Written problem: In the passage about UK house prices and mortgage rates, to what level did the Bank of England cut its base rate?

The pick-up wasn't caused by a surge in demand, but a shortage of supply, as widespread selling didn't happen. Much of that was due to the Bank of England cutting its base rate to 0.5%, the lowest ever. With payments on about two-thirds of all mortgages linked to the base rate, that meant much lower loan costs for many and relief for over-extended borrowers. Consequently, repossessions and forced sales have been much lower than expected, while low rates enticed some waiting buyers to take the plunge.

But this prop could soon be kicked away. Even if the Bank of England doesn't decide to hike base rates in the near future, UK mortgage rates are set to rise in the next 12 months. Fears are growing about the scale of Britain's public debt – already at its highest-ever peacetime level. A record £225bn of UK government bonds will need to be sold by the Treasury just to balance the books. Investors will only buy these securities if the returns they receive are high enough to compensate them for the extra risks they're taking.

Records provided:
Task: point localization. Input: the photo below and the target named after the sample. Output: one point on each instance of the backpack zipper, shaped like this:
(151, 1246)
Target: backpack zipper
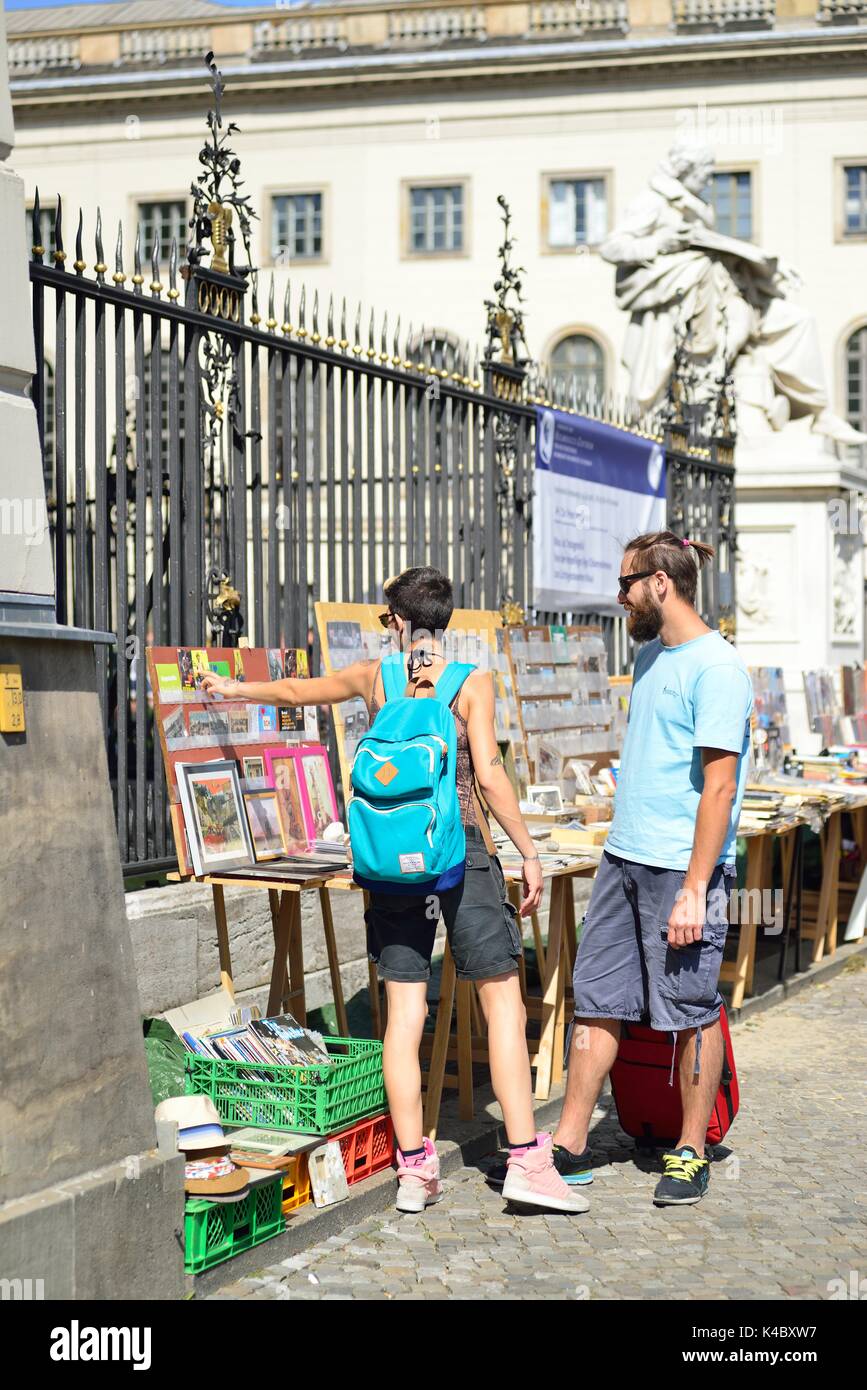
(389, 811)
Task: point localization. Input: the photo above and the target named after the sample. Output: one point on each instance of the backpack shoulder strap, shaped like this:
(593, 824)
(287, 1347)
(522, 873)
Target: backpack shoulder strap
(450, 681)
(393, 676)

---

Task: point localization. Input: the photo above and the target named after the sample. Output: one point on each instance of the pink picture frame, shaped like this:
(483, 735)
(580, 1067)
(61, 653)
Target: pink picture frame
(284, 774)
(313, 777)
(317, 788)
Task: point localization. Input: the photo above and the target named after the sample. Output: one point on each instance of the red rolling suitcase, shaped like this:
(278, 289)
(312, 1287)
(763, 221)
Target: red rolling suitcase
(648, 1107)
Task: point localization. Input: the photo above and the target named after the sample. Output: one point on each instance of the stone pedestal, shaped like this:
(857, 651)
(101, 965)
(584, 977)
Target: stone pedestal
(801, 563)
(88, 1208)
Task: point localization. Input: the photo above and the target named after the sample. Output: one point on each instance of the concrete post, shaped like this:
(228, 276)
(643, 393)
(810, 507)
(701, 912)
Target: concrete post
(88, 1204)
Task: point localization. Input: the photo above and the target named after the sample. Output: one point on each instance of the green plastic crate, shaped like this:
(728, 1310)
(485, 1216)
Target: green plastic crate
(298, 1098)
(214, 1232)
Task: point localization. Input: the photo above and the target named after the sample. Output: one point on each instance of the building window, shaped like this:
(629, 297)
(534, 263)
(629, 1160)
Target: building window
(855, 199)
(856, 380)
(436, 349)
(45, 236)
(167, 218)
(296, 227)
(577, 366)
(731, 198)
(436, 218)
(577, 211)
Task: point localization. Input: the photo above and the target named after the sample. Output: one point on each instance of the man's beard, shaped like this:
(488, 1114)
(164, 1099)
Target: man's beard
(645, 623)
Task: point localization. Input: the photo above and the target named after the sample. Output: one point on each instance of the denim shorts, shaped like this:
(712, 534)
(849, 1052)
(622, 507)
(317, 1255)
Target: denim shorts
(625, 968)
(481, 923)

Output: 0.5%, the lowest ever.